Rewrite the records from their start through the line containing "box: [927, 459, 953, 520]", replacing "rough mask" with "coarse mask" and keeping everything else the same. Leave the pictures out of your answer.

_Given information_:

++++++++++++++++++++

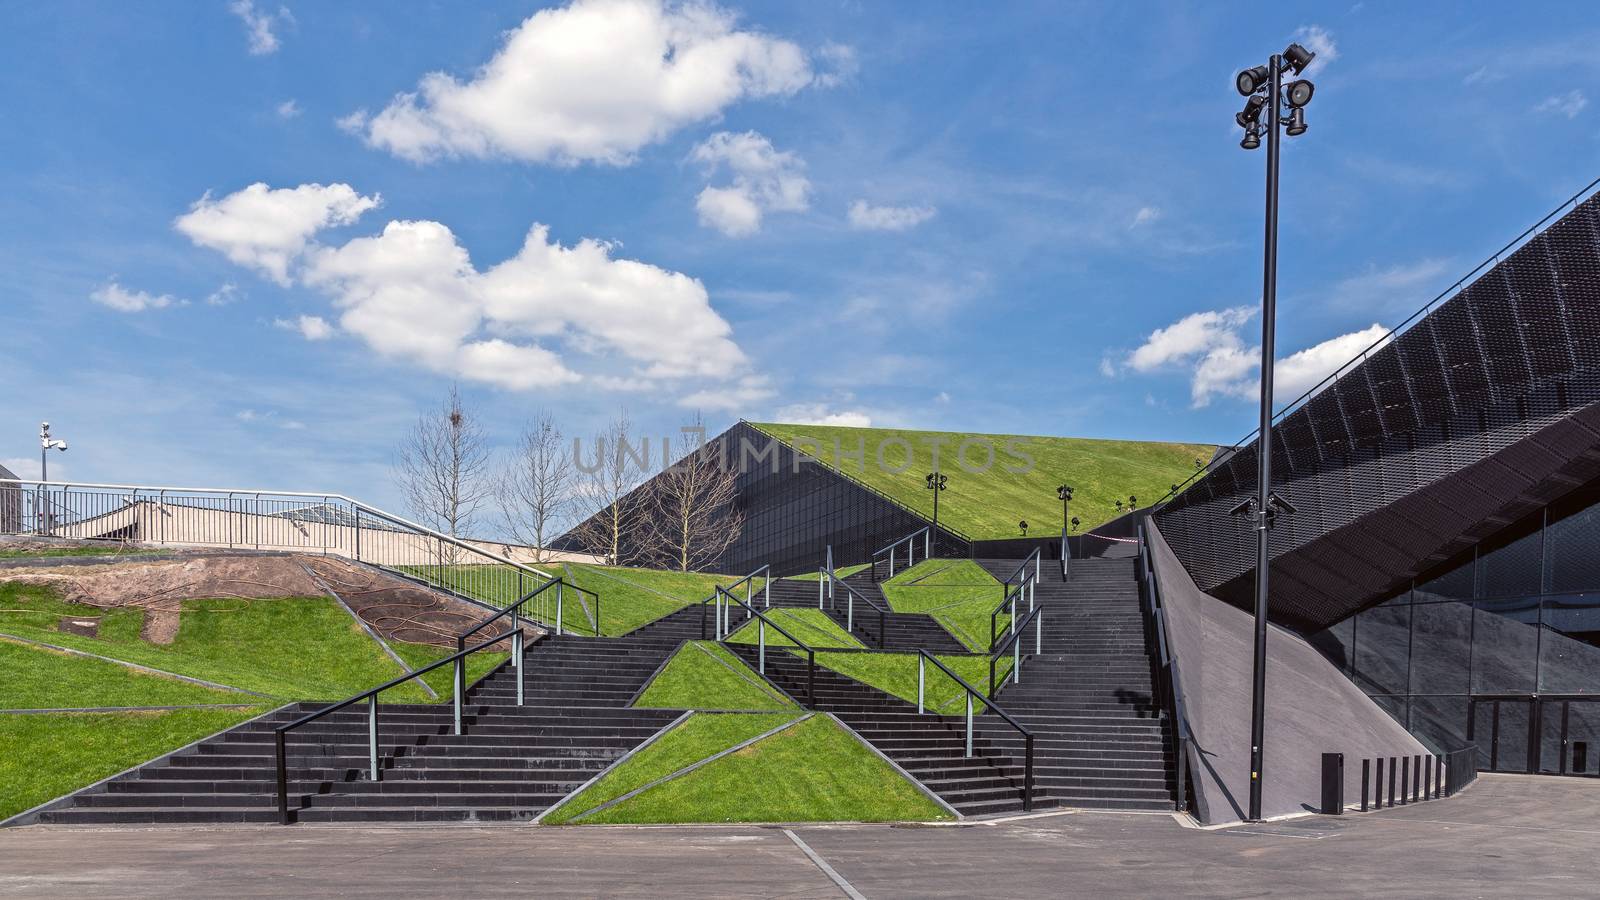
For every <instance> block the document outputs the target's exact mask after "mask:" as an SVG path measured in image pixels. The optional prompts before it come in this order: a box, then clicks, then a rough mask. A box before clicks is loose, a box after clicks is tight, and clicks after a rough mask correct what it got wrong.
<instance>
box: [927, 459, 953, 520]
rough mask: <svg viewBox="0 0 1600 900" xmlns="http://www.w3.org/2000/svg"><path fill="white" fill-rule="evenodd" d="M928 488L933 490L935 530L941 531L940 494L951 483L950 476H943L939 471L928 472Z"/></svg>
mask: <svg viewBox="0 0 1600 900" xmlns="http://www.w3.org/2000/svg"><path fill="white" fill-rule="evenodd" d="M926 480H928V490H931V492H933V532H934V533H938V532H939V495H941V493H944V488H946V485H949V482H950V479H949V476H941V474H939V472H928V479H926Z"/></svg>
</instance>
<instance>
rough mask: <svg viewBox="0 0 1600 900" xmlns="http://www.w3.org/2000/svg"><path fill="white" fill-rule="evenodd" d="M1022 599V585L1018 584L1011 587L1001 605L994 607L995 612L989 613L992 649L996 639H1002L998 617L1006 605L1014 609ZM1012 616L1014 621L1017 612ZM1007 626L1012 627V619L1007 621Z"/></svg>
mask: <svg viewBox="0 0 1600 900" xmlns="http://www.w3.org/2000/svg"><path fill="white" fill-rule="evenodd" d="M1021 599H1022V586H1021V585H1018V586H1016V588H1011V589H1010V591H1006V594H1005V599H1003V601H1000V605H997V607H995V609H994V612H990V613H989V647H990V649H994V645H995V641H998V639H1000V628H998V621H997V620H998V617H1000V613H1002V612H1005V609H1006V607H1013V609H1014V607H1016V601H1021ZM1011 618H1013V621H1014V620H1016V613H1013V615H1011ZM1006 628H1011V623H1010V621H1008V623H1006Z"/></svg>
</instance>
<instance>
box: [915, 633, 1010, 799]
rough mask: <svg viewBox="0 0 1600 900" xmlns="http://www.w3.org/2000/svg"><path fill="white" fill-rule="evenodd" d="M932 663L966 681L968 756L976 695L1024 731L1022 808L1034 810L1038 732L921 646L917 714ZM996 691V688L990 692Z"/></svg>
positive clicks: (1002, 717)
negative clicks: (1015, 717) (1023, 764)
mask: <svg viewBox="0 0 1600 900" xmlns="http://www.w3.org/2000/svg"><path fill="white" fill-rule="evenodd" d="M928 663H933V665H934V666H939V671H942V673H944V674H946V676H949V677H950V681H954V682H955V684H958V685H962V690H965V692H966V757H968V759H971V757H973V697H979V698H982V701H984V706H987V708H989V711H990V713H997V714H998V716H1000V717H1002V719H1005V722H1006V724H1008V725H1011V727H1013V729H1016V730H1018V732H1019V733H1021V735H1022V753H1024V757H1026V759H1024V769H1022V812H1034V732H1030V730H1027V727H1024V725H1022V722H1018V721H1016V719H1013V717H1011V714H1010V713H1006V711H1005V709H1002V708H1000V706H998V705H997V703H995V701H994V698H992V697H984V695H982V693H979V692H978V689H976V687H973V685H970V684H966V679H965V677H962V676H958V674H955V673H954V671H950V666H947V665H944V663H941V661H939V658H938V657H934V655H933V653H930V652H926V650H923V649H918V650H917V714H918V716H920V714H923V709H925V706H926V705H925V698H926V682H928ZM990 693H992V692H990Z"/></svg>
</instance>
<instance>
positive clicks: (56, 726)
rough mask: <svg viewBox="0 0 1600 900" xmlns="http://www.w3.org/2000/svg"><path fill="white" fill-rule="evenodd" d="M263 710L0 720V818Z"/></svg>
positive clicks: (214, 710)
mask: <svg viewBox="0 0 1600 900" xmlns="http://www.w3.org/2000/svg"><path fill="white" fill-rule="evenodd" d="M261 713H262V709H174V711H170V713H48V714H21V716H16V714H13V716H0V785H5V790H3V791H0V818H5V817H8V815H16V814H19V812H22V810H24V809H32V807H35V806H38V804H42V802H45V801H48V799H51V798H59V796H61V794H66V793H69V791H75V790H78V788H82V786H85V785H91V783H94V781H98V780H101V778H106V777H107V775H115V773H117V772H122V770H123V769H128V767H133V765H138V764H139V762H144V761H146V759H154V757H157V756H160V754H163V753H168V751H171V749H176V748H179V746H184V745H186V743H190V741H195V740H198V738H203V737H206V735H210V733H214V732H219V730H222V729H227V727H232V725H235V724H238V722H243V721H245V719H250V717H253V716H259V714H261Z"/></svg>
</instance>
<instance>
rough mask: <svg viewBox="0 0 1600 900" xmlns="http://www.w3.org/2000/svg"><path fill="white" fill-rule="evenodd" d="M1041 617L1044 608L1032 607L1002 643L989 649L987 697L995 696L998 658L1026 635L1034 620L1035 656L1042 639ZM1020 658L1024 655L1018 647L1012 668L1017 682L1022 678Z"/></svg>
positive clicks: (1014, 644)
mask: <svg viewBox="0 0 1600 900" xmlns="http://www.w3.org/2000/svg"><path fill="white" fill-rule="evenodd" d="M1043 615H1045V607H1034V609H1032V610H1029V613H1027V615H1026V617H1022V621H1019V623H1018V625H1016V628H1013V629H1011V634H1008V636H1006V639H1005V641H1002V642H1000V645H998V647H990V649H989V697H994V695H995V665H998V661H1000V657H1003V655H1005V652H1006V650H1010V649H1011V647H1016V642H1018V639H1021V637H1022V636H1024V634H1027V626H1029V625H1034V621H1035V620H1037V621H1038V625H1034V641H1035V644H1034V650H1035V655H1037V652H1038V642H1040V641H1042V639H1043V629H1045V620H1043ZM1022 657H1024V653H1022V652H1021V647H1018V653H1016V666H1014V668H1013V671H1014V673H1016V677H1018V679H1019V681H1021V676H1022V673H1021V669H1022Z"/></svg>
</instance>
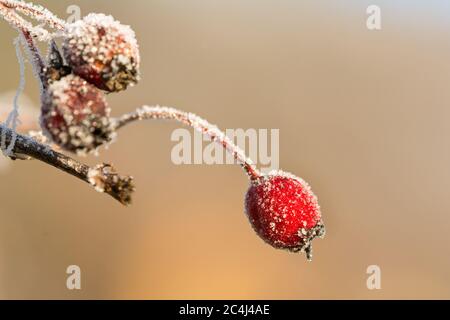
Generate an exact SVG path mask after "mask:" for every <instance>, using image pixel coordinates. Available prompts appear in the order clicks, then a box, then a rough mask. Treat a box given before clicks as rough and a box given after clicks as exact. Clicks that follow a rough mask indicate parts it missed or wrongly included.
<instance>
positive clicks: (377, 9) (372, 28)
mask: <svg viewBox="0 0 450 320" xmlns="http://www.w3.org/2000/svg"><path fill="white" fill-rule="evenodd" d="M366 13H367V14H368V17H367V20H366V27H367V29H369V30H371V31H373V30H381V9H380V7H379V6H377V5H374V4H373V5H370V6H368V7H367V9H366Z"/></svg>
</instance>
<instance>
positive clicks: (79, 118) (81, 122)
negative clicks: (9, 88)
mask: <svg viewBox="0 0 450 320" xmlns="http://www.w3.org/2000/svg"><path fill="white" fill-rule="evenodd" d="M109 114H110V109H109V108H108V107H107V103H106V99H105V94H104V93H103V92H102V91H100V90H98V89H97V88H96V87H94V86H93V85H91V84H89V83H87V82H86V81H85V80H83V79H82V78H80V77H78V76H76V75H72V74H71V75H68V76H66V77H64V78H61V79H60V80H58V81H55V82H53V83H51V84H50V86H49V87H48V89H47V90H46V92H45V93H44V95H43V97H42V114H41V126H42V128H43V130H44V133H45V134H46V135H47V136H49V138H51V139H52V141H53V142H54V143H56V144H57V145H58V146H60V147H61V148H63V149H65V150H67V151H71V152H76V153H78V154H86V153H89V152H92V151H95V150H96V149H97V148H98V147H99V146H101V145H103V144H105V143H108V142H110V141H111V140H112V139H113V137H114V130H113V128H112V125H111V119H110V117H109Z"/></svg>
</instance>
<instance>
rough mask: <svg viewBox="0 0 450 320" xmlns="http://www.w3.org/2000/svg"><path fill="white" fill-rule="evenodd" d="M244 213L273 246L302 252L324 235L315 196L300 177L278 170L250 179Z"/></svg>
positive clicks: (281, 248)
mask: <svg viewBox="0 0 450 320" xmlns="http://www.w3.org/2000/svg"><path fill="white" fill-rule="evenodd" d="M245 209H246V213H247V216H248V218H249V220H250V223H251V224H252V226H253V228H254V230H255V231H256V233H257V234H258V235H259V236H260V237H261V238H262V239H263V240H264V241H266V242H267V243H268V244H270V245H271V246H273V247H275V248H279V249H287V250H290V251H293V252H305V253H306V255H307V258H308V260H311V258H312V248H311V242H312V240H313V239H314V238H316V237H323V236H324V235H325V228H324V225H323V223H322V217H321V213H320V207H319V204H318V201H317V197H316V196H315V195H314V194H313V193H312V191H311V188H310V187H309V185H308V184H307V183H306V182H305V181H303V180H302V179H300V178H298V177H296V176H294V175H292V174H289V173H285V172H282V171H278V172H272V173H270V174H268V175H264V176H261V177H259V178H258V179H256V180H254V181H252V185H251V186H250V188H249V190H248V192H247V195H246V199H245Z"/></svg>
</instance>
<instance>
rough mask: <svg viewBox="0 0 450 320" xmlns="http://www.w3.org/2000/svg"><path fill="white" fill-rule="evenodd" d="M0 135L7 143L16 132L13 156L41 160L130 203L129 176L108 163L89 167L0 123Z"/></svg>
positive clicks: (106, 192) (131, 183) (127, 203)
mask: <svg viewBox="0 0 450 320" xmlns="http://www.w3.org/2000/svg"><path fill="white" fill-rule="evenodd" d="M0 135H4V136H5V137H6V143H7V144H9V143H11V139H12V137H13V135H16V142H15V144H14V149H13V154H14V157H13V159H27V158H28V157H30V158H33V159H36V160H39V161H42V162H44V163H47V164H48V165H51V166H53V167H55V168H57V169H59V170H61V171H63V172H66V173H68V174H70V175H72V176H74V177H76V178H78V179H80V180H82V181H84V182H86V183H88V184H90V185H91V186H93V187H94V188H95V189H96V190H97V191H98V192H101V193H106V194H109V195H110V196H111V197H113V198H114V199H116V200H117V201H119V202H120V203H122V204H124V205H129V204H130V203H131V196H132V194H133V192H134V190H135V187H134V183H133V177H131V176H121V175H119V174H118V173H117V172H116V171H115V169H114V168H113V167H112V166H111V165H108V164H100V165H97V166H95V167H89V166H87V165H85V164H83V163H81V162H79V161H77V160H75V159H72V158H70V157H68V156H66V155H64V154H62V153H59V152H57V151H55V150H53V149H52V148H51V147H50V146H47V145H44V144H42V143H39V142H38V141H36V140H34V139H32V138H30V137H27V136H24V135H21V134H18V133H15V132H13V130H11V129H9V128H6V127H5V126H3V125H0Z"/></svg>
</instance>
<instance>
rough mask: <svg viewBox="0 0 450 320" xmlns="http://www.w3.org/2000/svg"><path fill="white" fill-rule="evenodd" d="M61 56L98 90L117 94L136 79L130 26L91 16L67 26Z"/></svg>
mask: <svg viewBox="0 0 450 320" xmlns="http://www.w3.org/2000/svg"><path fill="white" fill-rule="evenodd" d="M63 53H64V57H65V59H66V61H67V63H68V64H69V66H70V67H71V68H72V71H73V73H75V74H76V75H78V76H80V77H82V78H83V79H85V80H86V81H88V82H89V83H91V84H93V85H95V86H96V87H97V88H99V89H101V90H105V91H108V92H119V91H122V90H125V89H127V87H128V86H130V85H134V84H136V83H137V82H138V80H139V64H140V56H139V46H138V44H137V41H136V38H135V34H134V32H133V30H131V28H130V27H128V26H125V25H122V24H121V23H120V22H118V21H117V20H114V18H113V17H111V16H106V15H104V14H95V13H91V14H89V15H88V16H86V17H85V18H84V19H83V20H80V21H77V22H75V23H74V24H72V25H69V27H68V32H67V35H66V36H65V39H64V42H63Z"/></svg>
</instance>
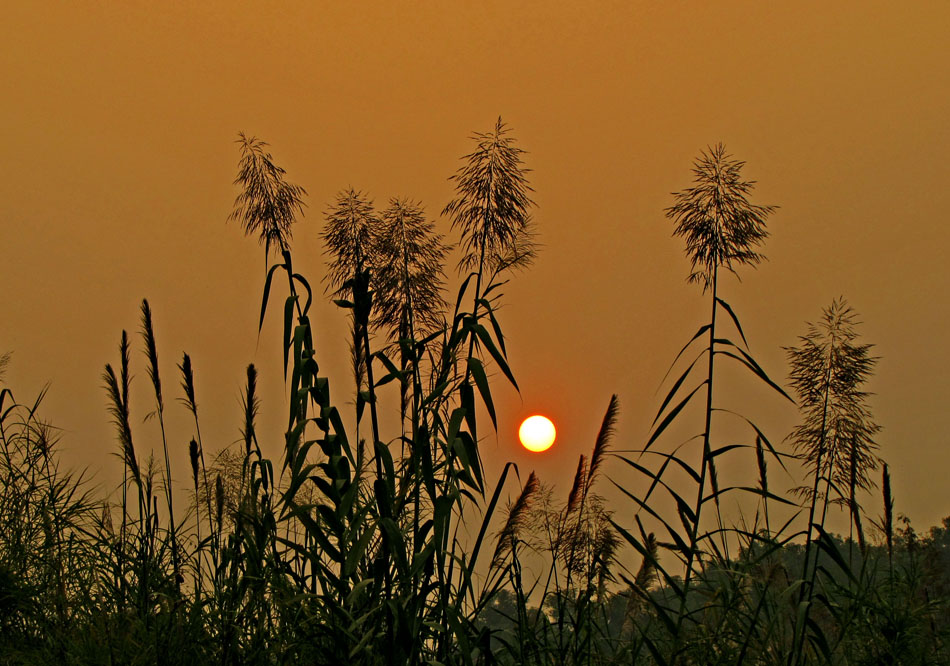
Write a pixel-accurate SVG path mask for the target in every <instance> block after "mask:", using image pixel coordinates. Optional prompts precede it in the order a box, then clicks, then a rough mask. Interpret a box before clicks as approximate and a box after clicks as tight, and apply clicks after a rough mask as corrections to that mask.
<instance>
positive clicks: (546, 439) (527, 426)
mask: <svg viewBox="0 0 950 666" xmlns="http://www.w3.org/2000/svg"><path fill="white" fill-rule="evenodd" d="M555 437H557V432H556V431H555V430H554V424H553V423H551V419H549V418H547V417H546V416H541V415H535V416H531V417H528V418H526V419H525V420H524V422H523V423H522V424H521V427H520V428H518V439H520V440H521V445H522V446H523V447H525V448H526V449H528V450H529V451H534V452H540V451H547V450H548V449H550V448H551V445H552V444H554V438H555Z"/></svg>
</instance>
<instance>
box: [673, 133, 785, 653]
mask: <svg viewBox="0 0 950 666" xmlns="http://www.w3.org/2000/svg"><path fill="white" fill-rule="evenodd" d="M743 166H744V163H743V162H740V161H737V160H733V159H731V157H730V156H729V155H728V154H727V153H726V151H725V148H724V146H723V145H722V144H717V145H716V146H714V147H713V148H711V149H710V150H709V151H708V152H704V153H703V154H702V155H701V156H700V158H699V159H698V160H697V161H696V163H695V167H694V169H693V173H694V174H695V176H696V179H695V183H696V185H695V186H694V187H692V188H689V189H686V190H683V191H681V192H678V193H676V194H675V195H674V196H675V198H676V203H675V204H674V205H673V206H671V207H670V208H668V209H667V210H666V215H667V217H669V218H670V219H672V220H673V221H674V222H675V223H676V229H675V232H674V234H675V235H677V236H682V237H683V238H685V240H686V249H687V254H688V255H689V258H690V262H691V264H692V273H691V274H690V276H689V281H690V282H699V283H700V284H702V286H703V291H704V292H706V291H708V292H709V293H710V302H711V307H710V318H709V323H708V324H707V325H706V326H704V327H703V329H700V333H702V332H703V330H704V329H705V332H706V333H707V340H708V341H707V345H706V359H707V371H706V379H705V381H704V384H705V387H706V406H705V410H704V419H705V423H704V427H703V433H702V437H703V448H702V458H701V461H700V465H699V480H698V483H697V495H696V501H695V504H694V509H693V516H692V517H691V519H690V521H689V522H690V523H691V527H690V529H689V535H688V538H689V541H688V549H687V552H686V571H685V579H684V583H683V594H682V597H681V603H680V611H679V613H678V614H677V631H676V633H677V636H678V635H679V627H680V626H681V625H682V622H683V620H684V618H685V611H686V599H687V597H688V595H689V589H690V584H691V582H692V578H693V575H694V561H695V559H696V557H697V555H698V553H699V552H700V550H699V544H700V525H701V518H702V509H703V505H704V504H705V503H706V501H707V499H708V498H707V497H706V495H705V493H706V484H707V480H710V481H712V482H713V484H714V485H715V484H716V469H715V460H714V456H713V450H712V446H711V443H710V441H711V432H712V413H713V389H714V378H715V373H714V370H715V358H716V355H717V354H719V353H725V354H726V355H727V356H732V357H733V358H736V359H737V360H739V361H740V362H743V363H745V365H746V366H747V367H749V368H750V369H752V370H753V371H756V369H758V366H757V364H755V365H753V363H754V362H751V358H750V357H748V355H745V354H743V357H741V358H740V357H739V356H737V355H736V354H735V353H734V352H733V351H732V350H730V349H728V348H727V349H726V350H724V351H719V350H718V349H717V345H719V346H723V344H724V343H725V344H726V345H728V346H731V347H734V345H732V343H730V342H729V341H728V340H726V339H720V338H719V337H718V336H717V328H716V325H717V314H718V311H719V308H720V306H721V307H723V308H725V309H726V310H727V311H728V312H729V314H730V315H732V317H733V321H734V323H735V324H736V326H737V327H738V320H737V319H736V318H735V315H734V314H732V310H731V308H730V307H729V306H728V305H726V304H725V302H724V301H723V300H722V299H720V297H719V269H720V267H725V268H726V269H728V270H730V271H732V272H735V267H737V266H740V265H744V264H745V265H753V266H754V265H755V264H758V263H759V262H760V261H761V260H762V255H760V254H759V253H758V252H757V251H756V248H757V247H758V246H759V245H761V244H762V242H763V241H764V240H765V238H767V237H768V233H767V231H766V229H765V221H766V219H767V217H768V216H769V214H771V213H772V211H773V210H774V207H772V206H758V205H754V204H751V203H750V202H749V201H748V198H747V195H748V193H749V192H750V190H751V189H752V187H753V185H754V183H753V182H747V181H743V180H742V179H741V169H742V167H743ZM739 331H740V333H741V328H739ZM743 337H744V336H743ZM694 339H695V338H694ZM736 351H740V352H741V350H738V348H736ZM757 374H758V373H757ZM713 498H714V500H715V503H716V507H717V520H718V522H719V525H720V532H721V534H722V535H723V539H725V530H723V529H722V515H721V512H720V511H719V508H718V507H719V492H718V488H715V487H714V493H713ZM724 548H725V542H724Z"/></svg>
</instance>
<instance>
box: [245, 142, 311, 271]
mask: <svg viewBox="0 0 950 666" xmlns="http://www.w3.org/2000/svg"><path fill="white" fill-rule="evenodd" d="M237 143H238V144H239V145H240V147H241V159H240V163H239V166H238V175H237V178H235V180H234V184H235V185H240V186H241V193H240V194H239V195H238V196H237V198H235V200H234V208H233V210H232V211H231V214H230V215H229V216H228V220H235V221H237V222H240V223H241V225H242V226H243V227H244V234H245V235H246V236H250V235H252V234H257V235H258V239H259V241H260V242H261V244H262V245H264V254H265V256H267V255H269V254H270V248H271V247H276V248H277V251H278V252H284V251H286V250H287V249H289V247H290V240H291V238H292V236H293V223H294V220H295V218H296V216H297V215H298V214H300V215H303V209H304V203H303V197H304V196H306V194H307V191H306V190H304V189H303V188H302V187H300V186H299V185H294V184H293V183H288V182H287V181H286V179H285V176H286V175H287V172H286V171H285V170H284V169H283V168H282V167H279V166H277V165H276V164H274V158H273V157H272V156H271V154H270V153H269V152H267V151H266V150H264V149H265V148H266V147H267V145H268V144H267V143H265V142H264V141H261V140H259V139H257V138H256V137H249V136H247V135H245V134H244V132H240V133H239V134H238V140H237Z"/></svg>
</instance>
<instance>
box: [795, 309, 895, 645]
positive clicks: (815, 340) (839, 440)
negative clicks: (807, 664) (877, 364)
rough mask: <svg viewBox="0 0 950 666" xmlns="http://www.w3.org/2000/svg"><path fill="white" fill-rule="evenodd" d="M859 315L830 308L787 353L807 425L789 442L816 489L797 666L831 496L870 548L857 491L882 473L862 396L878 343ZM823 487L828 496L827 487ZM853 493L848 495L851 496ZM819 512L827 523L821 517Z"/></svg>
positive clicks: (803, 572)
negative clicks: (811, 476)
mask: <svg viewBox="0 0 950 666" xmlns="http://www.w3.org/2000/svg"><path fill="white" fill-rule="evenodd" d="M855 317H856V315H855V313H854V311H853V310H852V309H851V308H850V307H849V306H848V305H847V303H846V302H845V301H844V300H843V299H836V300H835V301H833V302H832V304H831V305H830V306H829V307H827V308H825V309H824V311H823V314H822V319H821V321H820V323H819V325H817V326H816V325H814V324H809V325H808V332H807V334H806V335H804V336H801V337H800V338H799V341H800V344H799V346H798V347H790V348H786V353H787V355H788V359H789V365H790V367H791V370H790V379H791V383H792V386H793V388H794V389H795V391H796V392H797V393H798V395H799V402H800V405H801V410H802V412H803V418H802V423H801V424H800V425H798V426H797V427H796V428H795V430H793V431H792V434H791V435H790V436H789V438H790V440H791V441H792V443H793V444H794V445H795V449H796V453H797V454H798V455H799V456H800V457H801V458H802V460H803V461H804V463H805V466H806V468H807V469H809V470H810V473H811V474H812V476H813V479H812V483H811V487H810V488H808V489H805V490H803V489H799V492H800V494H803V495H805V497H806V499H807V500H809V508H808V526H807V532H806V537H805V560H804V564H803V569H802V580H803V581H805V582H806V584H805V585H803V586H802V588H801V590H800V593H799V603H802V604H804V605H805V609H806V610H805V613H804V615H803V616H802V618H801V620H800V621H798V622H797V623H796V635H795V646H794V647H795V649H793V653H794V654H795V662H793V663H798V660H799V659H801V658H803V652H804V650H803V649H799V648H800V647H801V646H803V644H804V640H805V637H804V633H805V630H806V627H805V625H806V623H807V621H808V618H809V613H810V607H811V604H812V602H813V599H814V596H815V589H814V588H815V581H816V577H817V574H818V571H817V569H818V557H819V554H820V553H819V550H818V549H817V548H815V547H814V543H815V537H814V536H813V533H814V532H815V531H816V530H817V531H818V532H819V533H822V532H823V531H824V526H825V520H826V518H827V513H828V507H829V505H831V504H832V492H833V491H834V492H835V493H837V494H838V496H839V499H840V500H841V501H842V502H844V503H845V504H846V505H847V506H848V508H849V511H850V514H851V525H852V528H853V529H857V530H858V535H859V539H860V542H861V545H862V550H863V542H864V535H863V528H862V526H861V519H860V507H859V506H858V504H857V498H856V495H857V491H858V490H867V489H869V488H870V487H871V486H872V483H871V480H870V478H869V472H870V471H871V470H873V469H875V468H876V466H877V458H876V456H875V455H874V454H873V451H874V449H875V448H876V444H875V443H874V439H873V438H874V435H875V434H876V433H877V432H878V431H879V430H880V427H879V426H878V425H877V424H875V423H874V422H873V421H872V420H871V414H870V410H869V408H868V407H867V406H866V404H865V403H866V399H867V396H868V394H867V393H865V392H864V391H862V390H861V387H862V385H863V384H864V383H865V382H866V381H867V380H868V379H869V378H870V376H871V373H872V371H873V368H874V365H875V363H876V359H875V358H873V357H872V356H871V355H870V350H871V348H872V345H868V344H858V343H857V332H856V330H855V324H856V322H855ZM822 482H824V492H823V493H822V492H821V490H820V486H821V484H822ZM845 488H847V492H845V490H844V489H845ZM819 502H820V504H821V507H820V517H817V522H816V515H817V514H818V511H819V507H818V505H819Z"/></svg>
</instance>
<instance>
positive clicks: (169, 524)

++++++++++++++++++++

_Your solution_:
For every <instance> block the document outputs the target's exact mask after "mask:" as an SVG path measured in image pixels. The optional prompts before it come in this order: a box, then clicks, then a coarse mask. A box before clicks is loose, a box after clicks is tight, and clicks after a coarse mask correct what it got wrong.
<instance>
box: [927, 459, 953, 520]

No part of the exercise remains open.